─── GIVEN RECORDS

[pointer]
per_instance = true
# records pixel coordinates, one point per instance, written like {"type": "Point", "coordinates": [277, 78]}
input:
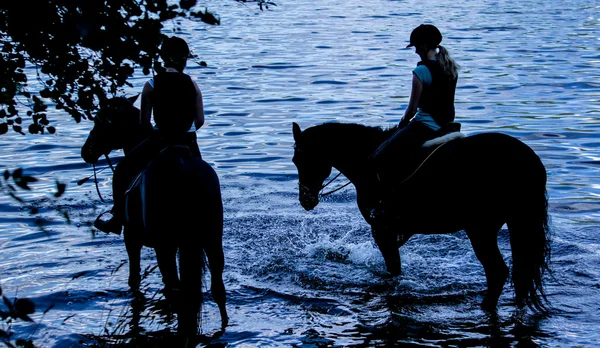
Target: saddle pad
{"type": "Point", "coordinates": [443, 139]}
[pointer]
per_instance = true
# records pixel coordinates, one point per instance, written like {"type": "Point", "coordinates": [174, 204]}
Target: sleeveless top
{"type": "Point", "coordinates": [437, 98]}
{"type": "Point", "coordinates": [173, 103]}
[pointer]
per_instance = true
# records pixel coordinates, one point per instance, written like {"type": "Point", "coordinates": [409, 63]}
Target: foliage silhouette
{"type": "Point", "coordinates": [82, 52]}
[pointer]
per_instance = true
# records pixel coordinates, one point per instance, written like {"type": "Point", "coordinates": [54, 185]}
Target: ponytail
{"type": "Point", "coordinates": [448, 64]}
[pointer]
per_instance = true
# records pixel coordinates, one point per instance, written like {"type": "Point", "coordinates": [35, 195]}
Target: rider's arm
{"type": "Point", "coordinates": [146, 106]}
{"type": "Point", "coordinates": [415, 95]}
{"type": "Point", "coordinates": [199, 120]}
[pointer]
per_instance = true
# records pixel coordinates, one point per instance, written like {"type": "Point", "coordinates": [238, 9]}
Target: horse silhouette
{"type": "Point", "coordinates": [174, 207]}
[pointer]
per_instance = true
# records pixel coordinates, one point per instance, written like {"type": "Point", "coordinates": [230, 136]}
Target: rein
{"type": "Point", "coordinates": [334, 190]}
{"type": "Point", "coordinates": [84, 180]}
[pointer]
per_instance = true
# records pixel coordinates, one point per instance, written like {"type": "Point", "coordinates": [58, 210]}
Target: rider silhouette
{"type": "Point", "coordinates": [431, 107]}
{"type": "Point", "coordinates": [176, 102]}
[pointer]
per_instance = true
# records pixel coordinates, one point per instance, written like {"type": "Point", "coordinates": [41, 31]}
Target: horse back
{"type": "Point", "coordinates": [474, 173]}
{"type": "Point", "coordinates": [180, 195]}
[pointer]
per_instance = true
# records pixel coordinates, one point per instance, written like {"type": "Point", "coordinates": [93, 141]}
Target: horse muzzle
{"type": "Point", "coordinates": [309, 198]}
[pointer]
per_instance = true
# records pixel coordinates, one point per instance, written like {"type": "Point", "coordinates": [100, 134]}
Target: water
{"type": "Point", "coordinates": [530, 69]}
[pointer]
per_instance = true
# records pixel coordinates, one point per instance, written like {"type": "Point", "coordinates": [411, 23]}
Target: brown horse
{"type": "Point", "coordinates": [477, 184]}
{"type": "Point", "coordinates": [175, 207]}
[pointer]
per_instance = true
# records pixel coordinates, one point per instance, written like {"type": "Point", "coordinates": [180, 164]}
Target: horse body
{"type": "Point", "coordinates": [476, 184]}
{"type": "Point", "coordinates": [174, 207]}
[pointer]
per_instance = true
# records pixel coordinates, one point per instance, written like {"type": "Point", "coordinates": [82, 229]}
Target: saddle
{"type": "Point", "coordinates": [449, 132]}
{"type": "Point", "coordinates": [183, 150]}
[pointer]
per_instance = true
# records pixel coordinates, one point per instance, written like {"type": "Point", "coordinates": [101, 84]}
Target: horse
{"type": "Point", "coordinates": [474, 183]}
{"type": "Point", "coordinates": [174, 207]}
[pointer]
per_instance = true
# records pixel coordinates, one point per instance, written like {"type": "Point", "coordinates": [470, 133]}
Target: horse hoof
{"type": "Point", "coordinates": [489, 305]}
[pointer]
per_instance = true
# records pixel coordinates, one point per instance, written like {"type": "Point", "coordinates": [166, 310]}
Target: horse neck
{"type": "Point", "coordinates": [350, 157]}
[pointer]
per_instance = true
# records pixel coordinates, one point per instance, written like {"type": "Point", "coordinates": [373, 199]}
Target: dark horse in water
{"type": "Point", "coordinates": [175, 208]}
{"type": "Point", "coordinates": [476, 183]}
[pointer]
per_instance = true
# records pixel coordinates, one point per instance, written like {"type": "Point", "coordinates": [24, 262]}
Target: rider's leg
{"type": "Point", "coordinates": [125, 171]}
{"type": "Point", "coordinates": [389, 161]}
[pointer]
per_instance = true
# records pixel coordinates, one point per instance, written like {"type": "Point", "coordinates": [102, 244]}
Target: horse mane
{"type": "Point", "coordinates": [353, 137]}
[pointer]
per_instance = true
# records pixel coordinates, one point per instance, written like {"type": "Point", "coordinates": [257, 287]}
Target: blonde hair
{"type": "Point", "coordinates": [448, 64]}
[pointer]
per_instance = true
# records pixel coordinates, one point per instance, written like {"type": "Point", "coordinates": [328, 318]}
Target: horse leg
{"type": "Point", "coordinates": [387, 241]}
{"type": "Point", "coordinates": [134, 250]}
{"type": "Point", "coordinates": [166, 257]}
{"type": "Point", "coordinates": [191, 266]}
{"type": "Point", "coordinates": [485, 244]}
{"type": "Point", "coordinates": [216, 264]}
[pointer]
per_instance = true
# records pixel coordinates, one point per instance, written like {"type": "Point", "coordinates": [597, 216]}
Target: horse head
{"type": "Point", "coordinates": [113, 129]}
{"type": "Point", "coordinates": [312, 167]}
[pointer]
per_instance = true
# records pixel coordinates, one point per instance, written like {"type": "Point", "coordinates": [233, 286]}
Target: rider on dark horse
{"type": "Point", "coordinates": [176, 102]}
{"type": "Point", "coordinates": [430, 109]}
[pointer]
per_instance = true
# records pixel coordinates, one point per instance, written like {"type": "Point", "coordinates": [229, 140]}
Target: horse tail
{"type": "Point", "coordinates": [529, 228]}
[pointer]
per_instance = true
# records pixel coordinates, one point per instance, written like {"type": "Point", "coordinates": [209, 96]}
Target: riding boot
{"type": "Point", "coordinates": [112, 225]}
{"type": "Point", "coordinates": [115, 223]}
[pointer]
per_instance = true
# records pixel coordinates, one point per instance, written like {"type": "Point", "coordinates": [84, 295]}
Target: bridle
{"type": "Point", "coordinates": [306, 189]}
{"type": "Point", "coordinates": [334, 190]}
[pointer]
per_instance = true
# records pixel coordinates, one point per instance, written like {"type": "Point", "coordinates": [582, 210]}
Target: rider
{"type": "Point", "coordinates": [431, 106]}
{"type": "Point", "coordinates": [176, 102]}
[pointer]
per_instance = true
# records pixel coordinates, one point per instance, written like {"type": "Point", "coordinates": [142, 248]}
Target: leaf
{"type": "Point", "coordinates": [7, 303]}
{"type": "Point", "coordinates": [60, 187]}
{"type": "Point", "coordinates": [49, 308]}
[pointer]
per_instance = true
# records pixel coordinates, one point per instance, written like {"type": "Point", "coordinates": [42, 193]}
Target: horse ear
{"type": "Point", "coordinates": [296, 130]}
{"type": "Point", "coordinates": [134, 98]}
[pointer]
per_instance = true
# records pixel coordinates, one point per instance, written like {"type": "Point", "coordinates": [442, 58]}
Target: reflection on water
{"type": "Point", "coordinates": [530, 69]}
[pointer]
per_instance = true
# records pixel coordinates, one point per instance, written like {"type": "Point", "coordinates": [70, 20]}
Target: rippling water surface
{"type": "Point", "coordinates": [530, 69]}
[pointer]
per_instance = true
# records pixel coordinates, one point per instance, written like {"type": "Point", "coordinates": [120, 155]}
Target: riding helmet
{"type": "Point", "coordinates": [425, 34]}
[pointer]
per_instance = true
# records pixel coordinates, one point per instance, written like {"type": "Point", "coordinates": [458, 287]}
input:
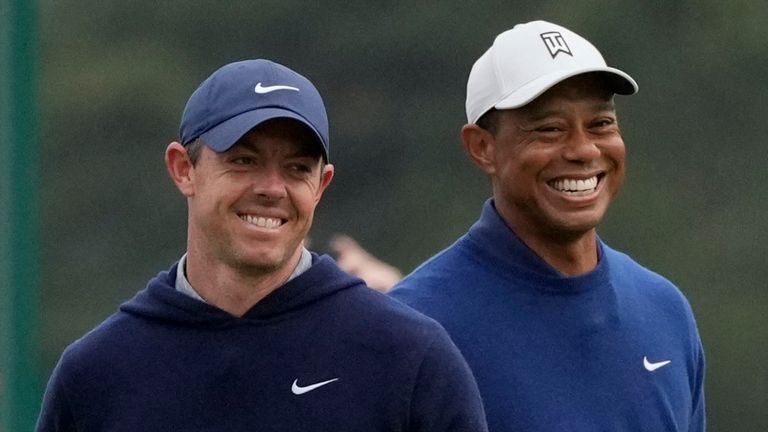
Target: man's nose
{"type": "Point", "coordinates": [269, 183]}
{"type": "Point", "coordinates": [582, 146]}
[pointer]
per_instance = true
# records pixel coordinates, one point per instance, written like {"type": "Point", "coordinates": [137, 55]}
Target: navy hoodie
{"type": "Point", "coordinates": [321, 353]}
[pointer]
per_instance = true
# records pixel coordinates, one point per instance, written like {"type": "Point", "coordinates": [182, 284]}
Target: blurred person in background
{"type": "Point", "coordinates": [353, 258]}
{"type": "Point", "coordinates": [562, 332]}
{"type": "Point", "coordinates": [249, 330]}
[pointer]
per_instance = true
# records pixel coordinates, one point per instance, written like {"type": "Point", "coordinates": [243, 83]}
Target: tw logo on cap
{"type": "Point", "coordinates": [555, 44]}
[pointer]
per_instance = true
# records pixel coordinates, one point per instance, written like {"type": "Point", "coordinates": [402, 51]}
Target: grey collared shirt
{"type": "Point", "coordinates": [183, 286]}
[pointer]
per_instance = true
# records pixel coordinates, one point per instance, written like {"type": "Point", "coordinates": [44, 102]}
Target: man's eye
{"type": "Point", "coordinates": [604, 122]}
{"type": "Point", "coordinates": [243, 160]}
{"type": "Point", "coordinates": [300, 168]}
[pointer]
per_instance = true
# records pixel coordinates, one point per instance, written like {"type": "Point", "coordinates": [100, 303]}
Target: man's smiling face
{"type": "Point", "coordinates": [251, 206]}
{"type": "Point", "coordinates": [558, 162]}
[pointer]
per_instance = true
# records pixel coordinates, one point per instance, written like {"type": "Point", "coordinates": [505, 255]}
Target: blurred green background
{"type": "Point", "coordinates": [115, 75]}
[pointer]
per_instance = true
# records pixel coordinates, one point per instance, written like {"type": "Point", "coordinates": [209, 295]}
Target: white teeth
{"type": "Point", "coordinates": [262, 222]}
{"type": "Point", "coordinates": [575, 186]}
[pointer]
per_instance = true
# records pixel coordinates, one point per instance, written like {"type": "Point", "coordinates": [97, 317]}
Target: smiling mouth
{"type": "Point", "coordinates": [262, 222]}
{"type": "Point", "coordinates": [575, 187]}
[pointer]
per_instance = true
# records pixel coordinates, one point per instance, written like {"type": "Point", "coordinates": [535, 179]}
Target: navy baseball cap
{"type": "Point", "coordinates": [241, 95]}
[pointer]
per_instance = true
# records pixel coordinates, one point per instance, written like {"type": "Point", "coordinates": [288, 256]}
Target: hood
{"type": "Point", "coordinates": [160, 300]}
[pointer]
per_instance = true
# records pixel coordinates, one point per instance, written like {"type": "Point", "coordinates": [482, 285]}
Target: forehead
{"type": "Point", "coordinates": [587, 89]}
{"type": "Point", "coordinates": [281, 135]}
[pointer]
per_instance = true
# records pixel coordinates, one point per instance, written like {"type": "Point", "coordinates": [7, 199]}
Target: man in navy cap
{"type": "Point", "coordinates": [250, 330]}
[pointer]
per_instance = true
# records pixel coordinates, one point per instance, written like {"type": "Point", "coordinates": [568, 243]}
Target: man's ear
{"type": "Point", "coordinates": [180, 168]}
{"type": "Point", "coordinates": [480, 145]}
{"type": "Point", "coordinates": [325, 179]}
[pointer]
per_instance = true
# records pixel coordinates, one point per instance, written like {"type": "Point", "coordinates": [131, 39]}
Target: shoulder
{"type": "Point", "coordinates": [646, 286]}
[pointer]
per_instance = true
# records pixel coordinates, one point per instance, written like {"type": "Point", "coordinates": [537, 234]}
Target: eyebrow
{"type": "Point", "coordinates": [302, 151]}
{"type": "Point", "coordinates": [540, 115]}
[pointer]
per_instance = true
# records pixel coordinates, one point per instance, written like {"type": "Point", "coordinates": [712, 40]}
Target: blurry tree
{"type": "Point", "coordinates": [116, 75]}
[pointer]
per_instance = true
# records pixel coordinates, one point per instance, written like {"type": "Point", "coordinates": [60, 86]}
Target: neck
{"type": "Point", "coordinates": [232, 289]}
{"type": "Point", "coordinates": [571, 258]}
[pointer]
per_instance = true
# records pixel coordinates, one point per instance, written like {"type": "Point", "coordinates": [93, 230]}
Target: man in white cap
{"type": "Point", "coordinates": [250, 331]}
{"type": "Point", "coordinates": [562, 332]}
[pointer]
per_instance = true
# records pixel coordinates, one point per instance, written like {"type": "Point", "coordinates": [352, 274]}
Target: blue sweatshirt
{"type": "Point", "coordinates": [321, 353]}
{"type": "Point", "coordinates": [616, 349]}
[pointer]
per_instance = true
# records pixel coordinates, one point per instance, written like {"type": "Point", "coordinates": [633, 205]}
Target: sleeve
{"type": "Point", "coordinates": [55, 414]}
{"type": "Point", "coordinates": [698, 412]}
{"type": "Point", "coordinates": [445, 396]}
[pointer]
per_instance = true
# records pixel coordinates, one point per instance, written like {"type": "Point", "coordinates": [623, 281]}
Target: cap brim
{"type": "Point", "coordinates": [224, 135]}
{"type": "Point", "coordinates": [620, 82]}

──────

List every line of the data that contains the string "navy", matching case exactly.

Target: navy hoodie
Target: navy baseball cap
Target: man in navy cap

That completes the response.